Goal — The data below must be copied in full and without any change.

>> start

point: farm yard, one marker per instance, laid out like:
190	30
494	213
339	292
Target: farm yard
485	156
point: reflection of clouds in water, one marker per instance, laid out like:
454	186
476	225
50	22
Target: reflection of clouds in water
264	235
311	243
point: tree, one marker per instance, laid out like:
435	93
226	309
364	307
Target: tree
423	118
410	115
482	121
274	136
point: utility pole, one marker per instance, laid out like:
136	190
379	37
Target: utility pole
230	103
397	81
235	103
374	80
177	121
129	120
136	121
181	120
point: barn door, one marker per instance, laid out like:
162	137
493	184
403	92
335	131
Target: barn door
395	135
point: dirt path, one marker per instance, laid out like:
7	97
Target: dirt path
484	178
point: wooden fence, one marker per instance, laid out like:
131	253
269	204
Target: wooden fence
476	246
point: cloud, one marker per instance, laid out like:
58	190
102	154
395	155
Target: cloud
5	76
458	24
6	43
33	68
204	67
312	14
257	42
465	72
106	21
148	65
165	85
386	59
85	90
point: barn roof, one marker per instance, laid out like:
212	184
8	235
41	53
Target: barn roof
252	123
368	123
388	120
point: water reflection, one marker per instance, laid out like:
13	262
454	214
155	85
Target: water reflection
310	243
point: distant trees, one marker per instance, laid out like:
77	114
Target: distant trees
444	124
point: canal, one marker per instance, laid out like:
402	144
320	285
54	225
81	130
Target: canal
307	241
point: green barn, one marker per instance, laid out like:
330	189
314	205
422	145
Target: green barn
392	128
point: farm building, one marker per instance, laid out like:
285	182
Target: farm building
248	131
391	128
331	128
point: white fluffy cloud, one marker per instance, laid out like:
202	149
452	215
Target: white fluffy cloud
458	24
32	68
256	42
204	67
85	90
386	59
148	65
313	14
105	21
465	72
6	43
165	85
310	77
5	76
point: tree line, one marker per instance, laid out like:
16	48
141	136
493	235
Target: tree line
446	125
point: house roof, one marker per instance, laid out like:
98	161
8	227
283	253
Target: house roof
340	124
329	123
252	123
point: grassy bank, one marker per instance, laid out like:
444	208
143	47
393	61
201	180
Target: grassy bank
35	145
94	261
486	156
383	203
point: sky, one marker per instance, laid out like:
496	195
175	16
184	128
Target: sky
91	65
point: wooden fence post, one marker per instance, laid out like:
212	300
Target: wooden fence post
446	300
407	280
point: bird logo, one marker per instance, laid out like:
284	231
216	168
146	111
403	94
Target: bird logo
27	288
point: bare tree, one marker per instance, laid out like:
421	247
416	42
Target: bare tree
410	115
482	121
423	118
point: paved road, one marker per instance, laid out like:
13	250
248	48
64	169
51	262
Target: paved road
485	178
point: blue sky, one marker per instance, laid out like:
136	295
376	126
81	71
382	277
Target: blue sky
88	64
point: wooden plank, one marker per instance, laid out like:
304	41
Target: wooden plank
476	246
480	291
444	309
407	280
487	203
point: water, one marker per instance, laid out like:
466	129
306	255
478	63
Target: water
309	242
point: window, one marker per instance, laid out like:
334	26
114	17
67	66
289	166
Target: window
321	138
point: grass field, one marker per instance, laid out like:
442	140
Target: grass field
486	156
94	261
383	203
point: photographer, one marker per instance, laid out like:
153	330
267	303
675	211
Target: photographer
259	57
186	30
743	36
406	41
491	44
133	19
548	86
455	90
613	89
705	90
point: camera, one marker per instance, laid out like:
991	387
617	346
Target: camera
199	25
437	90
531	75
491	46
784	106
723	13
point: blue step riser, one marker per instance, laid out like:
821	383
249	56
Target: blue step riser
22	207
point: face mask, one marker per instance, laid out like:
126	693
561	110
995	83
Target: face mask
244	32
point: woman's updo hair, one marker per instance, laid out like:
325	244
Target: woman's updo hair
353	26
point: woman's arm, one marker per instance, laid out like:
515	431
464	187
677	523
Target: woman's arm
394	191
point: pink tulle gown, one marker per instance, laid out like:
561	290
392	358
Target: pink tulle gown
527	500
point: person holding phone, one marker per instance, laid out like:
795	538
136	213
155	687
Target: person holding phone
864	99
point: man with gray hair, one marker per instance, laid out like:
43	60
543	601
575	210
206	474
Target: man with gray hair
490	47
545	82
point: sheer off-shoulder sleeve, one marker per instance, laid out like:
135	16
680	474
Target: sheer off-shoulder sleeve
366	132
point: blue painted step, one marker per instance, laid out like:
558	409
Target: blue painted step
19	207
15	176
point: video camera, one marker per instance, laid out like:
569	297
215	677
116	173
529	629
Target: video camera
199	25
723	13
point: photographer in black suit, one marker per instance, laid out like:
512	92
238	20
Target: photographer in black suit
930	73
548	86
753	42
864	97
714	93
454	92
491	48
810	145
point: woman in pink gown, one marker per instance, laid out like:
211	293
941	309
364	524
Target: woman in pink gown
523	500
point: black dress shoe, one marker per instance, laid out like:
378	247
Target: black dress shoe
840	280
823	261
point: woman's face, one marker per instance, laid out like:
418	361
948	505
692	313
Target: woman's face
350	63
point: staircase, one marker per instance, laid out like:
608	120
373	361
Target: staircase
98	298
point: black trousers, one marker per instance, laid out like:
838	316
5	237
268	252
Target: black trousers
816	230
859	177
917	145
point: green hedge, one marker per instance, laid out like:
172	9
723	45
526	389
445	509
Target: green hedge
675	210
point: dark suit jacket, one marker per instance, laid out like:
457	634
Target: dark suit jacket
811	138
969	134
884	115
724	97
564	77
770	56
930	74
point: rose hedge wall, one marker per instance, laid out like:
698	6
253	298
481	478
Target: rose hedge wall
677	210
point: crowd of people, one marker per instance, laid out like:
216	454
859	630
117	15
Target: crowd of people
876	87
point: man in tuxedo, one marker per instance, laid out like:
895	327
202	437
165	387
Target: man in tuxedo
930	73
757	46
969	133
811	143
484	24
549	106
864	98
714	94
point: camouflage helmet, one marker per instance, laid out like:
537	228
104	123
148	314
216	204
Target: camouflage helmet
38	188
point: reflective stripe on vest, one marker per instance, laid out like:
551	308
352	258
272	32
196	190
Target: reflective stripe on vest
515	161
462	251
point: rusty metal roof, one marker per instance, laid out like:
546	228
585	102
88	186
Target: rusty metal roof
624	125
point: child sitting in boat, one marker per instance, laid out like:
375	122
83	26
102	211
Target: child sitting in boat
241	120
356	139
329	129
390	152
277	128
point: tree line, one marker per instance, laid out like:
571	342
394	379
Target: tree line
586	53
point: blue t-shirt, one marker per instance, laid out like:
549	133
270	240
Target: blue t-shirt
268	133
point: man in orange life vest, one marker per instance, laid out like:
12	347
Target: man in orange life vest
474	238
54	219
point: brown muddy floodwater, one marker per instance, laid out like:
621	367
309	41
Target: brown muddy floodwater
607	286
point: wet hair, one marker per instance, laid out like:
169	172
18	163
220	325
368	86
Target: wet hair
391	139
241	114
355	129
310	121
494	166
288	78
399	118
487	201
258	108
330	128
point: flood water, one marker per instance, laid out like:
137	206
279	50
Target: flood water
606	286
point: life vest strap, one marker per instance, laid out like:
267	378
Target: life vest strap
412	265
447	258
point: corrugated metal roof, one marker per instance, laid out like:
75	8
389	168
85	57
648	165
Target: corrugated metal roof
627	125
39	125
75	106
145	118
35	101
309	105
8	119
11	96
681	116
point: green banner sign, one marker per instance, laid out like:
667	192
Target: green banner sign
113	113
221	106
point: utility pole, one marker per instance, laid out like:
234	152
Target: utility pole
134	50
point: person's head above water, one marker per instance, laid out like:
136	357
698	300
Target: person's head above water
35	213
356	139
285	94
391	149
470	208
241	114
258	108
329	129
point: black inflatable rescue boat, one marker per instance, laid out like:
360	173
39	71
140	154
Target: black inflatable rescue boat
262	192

>> end

Written reply —
point: farm yard, one marker per instance, laid out like:
190	30
494	213
339	292
Target: farm yard
485	156
point: reflection of clouds in water, one marker per instance, laid out like:
454	186
476	225
50	22
Target: reflection of clouds in water
264	235
311	243
point: tree, one marker per instance, laid out like:
435	93
226	309
364	307
Target: tree
423	118
410	115
482	121
274	136
point: utility pole, one marker per instance, laid out like:
136	190
379	37
Target: utility pole
230	103
397	81
235	103
374	80
177	121
129	120
136	121
181	120
point: barn door, one marker per instance, laid out like:
162	137
493	184
403	92
335	131
Target: barn door
395	135
point: dirt path, one marker per instance, laid out like:
7	97
Target: dirt path
484	178
point: wooden fence, one marker per instance, laid out like:
131	253
269	204
Target: wooden fence
476	246
point: cloud, one marker per instance, laid out like:
58	190
102	154
395	155
Target: cloud
5	76
458	24
6	43
33	68
204	67
312	14
257	42
465	72
106	21
148	65
165	85
386	59
85	90
point: barn roof, one marker per instance, laid out like:
212	184
8	235
41	53
Target: barn roof
252	123
368	123
388	120
point: water reflection, one marker per instance, laid out like:
13	262
454	214
155	85
Target: water reflection
310	243
point: distant trees, one marker per instance, laid out like:
77	114
Target: distant trees
444	124
point: canal, one marker per instance, laid out like:
402	144
320	285
54	225
81	130
Target: canal
307	241
point: green barn, one marker per instance, laid out like:
330	189
314	205
422	145
Target: green barn
392	128
point: farm building, one marker per instance, laid out like:
285	182
Target: farm building
248	131
391	128
331	128
point: white fluffy cloud, one marker per instance, laid out like:
202	149
452	215
Target: white fluffy cloud
458	24
32	68
256	42
204	67
85	90
386	59
148	65
313	14
105	21
465	72
6	43
165	85
310	77
5	76
point: tree line, one marker per instance, laid out like:
16	48
141	136
493	235
Target: tree line
446	125
point: house roof, one marker per instance, laid out like:
98	161
8	227
283	253
Target: house roof
340	124
329	123
252	123
point: grassy bank, one marker per instance, laid out like:
444	208
143	47
393	61
201	180
Target: grassy bank
35	145
94	261
486	156
383	203
point: sky, one marker per instance, laid out like:
496	195
175	16
184	128
Target: sky
91	65
point: wooden fence post, one marker per instance, laid out like:
212	300
Target: wooden fence post
446	300
407	280
point: bird logo, one marker per instance, laid out like:
284	231
216	168
146	111
403	94
Target: bird logo
27	288
point: bare tree, one marker per instance, laid out like:
421	247
416	42
Target: bare tree
410	115
482	121
423	118
point: paved road, one marker per instance, laid out like:
13	250
248	48
64	169
51	262
Target: paved road
485	178
point: blue sky, one marker per instance, laid out like:
136	295
376	126
81	71
382	277
Target: blue sky
88	64
point: wooden plank, one marker per instance, laid out like:
304	41
Target: wooden plank
476	246
480	291
444	309
407	280
487	203
point: water, one marker per instance, laid out like:
466	129
306	255
478	63
Target: water
309	242
point: window, one marker per instance, laid out like:
334	26
114	17
67	66
289	166
Target: window
321	138
point: grass field, one marker per instance, laid out like:
442	140
Target: grass field
486	156
94	261
383	203
point: photographer, one marker per instance, laid out like:
153	330
267	303
675	211
Target: photographer
259	57
186	30
743	36
406	41
491	44
133	19
548	86
455	90
613	89
705	90
point: camera, one marker per instance, laid out like:
991	387
617	346
Target: camera
199	25
437	90
531	75
491	46
784	106
723	13
point: blue step riser, one marker per instance, laid out like:
821	383
249	56
Target: blue step riser
22	207
point: face mask, one marker per instance, laid out like:
126	693
561	110
995	83
Target: face mask
244	32
point: woman's updo hair, one marker per instance, laid out like:
325	244
Target: woman's updo hair
353	26
point: woman's arm, one marker per instance, laid out like:
515	431
464	187
677	523
Target: woman's arm
394	191
point: pink tulle gown, one marker per instance, laid out like:
561	290
392	358
Target: pink tulle gown
527	500
point: person holding phone, one marker per instance, laid out like:
795	538
136	213
155	687
Target: person holding phone
864	99
point: man with gray hair, one marker per instance, laid out like:
43	60
543	601
575	210
206	474
Target: man with gray hair
490	47
545	82
point: sheer off-shoulder sleeve, one marker per instance, laid out like:
135	16
680	474
Target: sheer off-shoulder sleeve
366	132
point: blue painted step, one marker per instance, laid out like:
558	409
Target: blue painted step
19	207
15	176
point: video camera, one marker per instance, laid out like:
569	297
215	677
116	173
529	629
Target: video camera
199	25
723	13
point: photographer in black suit, one marker per instance, laid out like:
512	92
238	20
Target: photographer in black suit
930	73
548	86
753	42
864	97
714	93
454	92
491	48
810	145
point: woman in pink gown, one marker per instance, laid out like:
211	293
941	309
364	524
Target: woman in pink gown
523	500
point: black dress shoe, one marker per instance, laid out like:
378	247
Target: black dress shoe
840	280
823	261
point: woman's face, one marker per instance, laid out like:
418	361
948	505
692	313
Target: woman's face
350	63
point: staircase, one marker per instance, laid out like:
608	120
373	361
Target: staircase
98	298
point: black trousers, one marker per instance, laid out like:
838	316
5	237
268	252
Target: black trousers
816	230
859	177
917	145
point: green hedge, one marker per instance, laid out like:
172	9
723	45
526	389
445	509
Target: green hedge
675	210
point: dark suit jacket, one marker per instance, laid out like:
457	634
Target: dark suit jacket
811	138
969	134
884	115
724	97
564	77
770	56
930	74
point: rose hedge wall, one marker per instance, laid out like:
698	6
253	298
481	478
Target: rose hedge wall
677	210
point: crowd of people, one marker per instance, laid out like:
216	454
859	630
117	15
Target: crowd of people
876	87
point: man in tuxedo, one marker per instance, laid out like:
895	327
202	437
165	387
Target: man in tuxedo
930	73
757	46
969	133
811	143
484	24
549	106
864	98
714	94
point: camouflage helmet, one marker per instance, laid out like:
537	228
104	123
148	314
216	204
Target: camouflage helmet
38	188
point: reflective stripe on vest, one marker per instance, laid out like:
551	308
352	258
272	32
196	190
Target: reflective stripe on vest
515	161
462	251
point: rusty metal roof, one marker per instance, laid out like:
546	228
585	102
88	186
Target: rusty metal roof
624	125
point: child sitting in boat, one marker per instance, laid out like:
375	122
83	26
102	211
Target: child sitting in boat
241	120
356	139
329	129
390	152
277	128
point: tree line, one marker per instance, laid out like:
571	342
394	379
Target: tree line
586	53
point: blue t-shirt, one marker per instance, laid out like:
549	133
270	240
Target: blue t-shirt
268	133
point: man in orange life vest, one marker per instance, laid out like:
12	347
Target: man in orange life vest
474	238
54	219
point: brown muddy floodwater, one marker per instance, laid out like:
621	367
309	41
Target: brown muddy floodwater
607	286
point: wet hair, one marker per instance, laid out like:
169	172
18	163
220	325
368	86
Target: wet hair
391	139
241	114
355	129
310	121
494	166
288	78
399	118
487	201
258	108
330	128
point: flood water, one marker per instance, laid out like:
137	206
279	50
Target: flood water
606	286
point: life vest strap, one marker per instance, laid out like:
267	378
Target: life vest strap
412	265
447	258
point: corrugated metal roof, one marker per instance, laid out like:
75	8
389	168
85	57
648	165
Target: corrugated metal roof
627	125
39	125
75	106
145	118
35	101
309	105
8	119
11	96
681	116
point: green banner sign, one marker per instance, laid out like:
667	192
Target: green banner sign
113	113
221	106
point: utility pole, one marker per instance, laid out like:
234	152
Target: utility pole
134	50
point: person's head above water, one marker per instance, laid out like:
136	357
698	300
Target: person's head above water
35	213
356	139
285	94
391	149
470	208
241	114
258	108
329	129
point: black inflatable rescue boat, one marker per instance, laid out like:
360	173
39	71
140	154
Target: black inflatable rescue boat
262	192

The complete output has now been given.